» What you need to do
Your output should be the listing itself, repeated exactly.

» Records for processing
········

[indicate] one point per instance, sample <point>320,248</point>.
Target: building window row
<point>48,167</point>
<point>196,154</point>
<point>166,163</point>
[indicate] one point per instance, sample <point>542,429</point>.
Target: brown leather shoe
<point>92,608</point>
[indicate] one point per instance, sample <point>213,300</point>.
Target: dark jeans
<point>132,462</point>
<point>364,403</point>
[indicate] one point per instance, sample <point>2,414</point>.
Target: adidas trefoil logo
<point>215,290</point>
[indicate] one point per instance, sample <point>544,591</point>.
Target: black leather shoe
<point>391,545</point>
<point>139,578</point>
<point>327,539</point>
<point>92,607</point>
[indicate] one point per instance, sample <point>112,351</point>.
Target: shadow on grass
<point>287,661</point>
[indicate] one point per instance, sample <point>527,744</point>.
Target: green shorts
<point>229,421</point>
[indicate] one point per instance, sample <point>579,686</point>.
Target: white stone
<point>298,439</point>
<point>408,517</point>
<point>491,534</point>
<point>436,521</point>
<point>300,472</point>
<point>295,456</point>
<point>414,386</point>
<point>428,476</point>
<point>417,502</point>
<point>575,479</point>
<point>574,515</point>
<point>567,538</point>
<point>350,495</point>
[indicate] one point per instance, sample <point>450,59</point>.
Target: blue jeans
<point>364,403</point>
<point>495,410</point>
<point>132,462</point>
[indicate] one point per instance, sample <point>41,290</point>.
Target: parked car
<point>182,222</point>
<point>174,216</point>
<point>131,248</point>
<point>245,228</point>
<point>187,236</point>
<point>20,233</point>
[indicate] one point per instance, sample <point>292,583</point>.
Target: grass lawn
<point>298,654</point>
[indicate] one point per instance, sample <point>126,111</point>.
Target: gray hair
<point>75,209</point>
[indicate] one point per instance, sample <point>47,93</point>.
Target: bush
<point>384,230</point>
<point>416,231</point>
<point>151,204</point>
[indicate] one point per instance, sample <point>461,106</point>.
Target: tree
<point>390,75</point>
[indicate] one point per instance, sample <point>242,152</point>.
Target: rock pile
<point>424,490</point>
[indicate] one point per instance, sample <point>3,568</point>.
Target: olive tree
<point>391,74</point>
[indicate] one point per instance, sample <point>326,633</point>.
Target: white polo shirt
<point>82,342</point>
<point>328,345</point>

········

» Solution for this problem
[indicate] one point per instance, sample <point>320,248</point>.
Target: building window row
<point>48,167</point>
<point>196,154</point>
<point>166,163</point>
[indicate] one point per instance, sample <point>542,429</point>.
Target: brown leather shoe
<point>92,608</point>
[indicate] one point per instance, sample <point>213,300</point>.
Target: dark jeans
<point>132,462</point>
<point>364,403</point>
[indicate] one point per instance, sample <point>2,414</point>.
Target: adidas trefoil logo
<point>215,290</point>
[indicate] one point per instance, sample <point>544,591</point>.
Target: black leather shoe
<point>391,545</point>
<point>139,578</point>
<point>327,539</point>
<point>92,607</point>
[indicate] one point per instance, sample <point>112,351</point>.
Target: shadow on grass
<point>287,661</point>
[indicate] one point per instance, sample <point>527,744</point>.
Target: green shorts
<point>229,421</point>
[indicate] one point per instance, sample <point>579,686</point>.
Target: white stone
<point>298,439</point>
<point>408,517</point>
<point>491,534</point>
<point>436,521</point>
<point>300,472</point>
<point>295,456</point>
<point>414,386</point>
<point>428,476</point>
<point>417,502</point>
<point>575,479</point>
<point>574,515</point>
<point>567,538</point>
<point>350,495</point>
[indicate] one point per instance, sample <point>450,59</point>.
Target: blue jeans
<point>364,403</point>
<point>495,410</point>
<point>132,462</point>
[indicate] one point per instance, sample <point>41,290</point>.
Target: parked car
<point>182,222</point>
<point>174,216</point>
<point>131,248</point>
<point>245,228</point>
<point>187,236</point>
<point>20,233</point>
[indicate] one point per instance, sample <point>292,583</point>.
Target: grass lawn
<point>298,654</point>
[indicate] one point per instance, sample <point>126,111</point>.
Target: gray hair
<point>75,209</point>
[indicate] one point per instance, sample <point>47,93</point>.
Target: bush
<point>384,230</point>
<point>416,231</point>
<point>151,204</point>
[indicate] one point per instance, sample <point>461,106</point>.
Target: tree
<point>390,75</point>
[indicate] one point per instance, sample <point>242,152</point>.
Target: rock pile
<point>424,490</point>
[indicate] one point per instance, sample <point>3,568</point>.
Target: olive tree
<point>391,74</point>
[indicate] one point per instance, sample <point>326,633</point>.
Target: white polo shirt
<point>82,342</point>
<point>328,345</point>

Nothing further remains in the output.